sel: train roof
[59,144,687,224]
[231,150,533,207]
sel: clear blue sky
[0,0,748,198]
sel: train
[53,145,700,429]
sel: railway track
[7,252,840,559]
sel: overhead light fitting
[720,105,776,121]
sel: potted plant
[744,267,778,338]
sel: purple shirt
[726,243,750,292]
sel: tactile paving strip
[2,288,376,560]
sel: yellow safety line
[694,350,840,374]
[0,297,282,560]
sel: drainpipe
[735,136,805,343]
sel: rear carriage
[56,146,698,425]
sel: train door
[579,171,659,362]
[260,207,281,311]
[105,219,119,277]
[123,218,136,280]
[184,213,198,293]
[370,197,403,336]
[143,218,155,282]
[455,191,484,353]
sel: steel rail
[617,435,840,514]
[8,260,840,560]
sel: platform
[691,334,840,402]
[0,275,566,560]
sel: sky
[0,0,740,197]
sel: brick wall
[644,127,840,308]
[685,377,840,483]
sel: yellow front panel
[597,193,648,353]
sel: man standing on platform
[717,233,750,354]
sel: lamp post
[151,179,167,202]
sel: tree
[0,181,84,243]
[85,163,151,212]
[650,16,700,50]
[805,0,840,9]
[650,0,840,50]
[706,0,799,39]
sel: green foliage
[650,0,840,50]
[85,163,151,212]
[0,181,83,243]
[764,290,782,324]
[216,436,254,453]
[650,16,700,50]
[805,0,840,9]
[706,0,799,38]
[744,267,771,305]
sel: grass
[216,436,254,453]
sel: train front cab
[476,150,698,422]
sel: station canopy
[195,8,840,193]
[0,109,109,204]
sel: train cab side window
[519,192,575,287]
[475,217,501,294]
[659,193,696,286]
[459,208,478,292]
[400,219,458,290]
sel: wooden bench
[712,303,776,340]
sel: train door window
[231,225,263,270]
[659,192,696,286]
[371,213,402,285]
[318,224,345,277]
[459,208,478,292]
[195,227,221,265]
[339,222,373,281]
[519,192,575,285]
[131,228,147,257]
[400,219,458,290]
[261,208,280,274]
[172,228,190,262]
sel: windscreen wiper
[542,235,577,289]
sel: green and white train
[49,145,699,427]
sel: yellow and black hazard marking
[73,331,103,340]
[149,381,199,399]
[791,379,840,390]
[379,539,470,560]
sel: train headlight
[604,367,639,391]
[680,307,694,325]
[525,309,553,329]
※
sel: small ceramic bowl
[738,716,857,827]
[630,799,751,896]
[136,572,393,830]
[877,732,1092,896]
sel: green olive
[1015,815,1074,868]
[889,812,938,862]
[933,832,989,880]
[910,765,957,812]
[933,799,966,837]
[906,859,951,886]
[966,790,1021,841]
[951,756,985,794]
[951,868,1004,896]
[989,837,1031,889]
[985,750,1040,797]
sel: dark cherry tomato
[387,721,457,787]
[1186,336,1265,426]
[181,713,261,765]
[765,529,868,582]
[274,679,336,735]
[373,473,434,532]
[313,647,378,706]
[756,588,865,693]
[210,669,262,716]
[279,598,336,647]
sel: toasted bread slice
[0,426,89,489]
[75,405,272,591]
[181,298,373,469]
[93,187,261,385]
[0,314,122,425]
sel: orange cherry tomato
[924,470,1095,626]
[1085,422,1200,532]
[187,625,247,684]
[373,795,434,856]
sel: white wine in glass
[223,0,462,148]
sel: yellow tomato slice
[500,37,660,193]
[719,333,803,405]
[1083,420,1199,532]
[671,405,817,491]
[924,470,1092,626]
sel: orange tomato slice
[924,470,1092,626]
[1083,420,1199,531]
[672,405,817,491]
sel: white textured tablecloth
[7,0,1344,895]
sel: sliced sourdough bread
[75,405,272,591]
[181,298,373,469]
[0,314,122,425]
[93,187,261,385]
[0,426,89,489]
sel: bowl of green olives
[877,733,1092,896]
※
## Written task:
Copy the records from the line containing "sel: drainpipe" through the line containing "[597,193,648,353]", with "brick wall" swapped for "stone wall" and nothing else changed.

## Result:
sel: drainpipe
[735,136,805,343]
sel: rear carriage
[56,146,698,425]
sel: train door
[579,171,659,362]
[260,207,281,311]
[105,219,119,277]
[123,218,136,280]
[184,213,198,293]
[370,197,403,336]
[143,218,155,282]
[455,191,484,353]
sel: steel rail
[617,435,840,514]
[8,260,840,560]
sel: platform
[691,334,840,402]
[0,275,566,560]
sel: sky
[0,0,740,197]
sel: stone wall
[644,127,840,308]
[685,377,840,483]
sel: yellow front panel
[597,193,648,353]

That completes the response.